**Your instructions**
In the records below, find the line containing "Make sure each instance of the rubber"; copy exactly that line and all lines after it to the end, and nothing else.

**Records for processing**
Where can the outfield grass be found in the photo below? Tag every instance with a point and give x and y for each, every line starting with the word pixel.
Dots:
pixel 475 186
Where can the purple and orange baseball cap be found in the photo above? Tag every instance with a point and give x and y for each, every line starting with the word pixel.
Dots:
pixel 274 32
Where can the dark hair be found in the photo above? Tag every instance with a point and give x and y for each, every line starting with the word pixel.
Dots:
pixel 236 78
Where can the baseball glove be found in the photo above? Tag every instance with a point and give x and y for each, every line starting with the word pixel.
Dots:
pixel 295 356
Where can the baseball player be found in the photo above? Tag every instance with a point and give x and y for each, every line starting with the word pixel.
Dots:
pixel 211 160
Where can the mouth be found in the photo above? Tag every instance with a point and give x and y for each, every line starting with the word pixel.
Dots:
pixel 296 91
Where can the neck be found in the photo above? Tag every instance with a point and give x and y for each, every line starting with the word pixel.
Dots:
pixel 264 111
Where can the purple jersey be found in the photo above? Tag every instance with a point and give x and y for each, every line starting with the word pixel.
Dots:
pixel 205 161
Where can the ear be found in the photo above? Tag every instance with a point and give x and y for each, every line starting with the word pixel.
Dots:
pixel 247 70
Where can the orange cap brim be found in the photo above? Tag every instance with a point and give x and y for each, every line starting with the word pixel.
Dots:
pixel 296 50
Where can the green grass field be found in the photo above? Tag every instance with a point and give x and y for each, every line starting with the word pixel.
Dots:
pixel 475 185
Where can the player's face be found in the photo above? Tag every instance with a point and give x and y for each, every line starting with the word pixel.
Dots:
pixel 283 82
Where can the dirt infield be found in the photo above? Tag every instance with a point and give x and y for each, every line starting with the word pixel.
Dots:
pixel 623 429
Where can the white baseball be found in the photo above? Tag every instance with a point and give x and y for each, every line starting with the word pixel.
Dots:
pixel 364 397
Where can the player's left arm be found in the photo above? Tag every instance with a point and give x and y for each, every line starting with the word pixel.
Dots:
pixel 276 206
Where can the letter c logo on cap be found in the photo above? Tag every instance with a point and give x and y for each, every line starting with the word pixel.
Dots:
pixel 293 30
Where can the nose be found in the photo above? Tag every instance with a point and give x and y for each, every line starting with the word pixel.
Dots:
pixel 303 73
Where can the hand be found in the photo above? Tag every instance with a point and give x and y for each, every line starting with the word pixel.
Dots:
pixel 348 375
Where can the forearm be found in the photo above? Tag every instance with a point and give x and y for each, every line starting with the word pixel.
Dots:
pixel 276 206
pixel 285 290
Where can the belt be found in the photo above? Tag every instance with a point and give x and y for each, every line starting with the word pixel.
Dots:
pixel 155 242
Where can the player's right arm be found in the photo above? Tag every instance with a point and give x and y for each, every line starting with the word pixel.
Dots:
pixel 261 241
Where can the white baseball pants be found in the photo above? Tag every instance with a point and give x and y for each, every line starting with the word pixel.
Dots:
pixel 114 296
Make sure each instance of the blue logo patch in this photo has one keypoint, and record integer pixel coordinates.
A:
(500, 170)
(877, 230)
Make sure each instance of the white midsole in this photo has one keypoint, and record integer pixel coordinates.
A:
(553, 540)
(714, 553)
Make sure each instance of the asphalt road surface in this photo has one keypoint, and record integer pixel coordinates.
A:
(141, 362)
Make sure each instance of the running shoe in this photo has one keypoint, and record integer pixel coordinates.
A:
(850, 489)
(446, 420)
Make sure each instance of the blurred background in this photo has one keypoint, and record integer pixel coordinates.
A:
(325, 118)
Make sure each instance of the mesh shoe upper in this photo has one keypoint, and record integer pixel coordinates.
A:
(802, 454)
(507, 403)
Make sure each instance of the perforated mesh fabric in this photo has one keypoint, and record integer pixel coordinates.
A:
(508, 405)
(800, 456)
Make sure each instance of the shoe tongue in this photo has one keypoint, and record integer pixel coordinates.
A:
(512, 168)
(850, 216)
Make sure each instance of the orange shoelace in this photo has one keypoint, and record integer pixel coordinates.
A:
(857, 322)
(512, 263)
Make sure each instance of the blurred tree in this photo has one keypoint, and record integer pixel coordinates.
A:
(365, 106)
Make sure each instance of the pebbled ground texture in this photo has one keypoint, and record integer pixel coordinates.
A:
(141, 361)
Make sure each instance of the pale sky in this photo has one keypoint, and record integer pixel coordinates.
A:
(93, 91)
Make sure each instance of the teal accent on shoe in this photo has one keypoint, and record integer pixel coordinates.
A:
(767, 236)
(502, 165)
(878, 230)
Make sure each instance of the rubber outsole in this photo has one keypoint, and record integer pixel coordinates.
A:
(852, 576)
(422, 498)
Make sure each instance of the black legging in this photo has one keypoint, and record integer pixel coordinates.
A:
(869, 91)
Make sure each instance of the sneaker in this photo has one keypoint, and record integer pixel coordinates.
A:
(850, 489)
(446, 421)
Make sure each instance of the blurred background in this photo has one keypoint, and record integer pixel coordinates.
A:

**Full output**
Make sure each instance of the rubber outsole in this photo has one keypoint, and record integer pixel coordinates.
A:
(852, 576)
(422, 498)
Make sure each instance of the black legging in this photo has one keypoint, and record integer pixel coordinates.
A:
(869, 91)
Make sure each instance of the sneaker in this photo has one keypoint, and record integer pixel coordinates.
A:
(850, 489)
(446, 421)
Make sure each instance of the blurred background in this photo has one keypoint, and record integer pixel coordinates.
A:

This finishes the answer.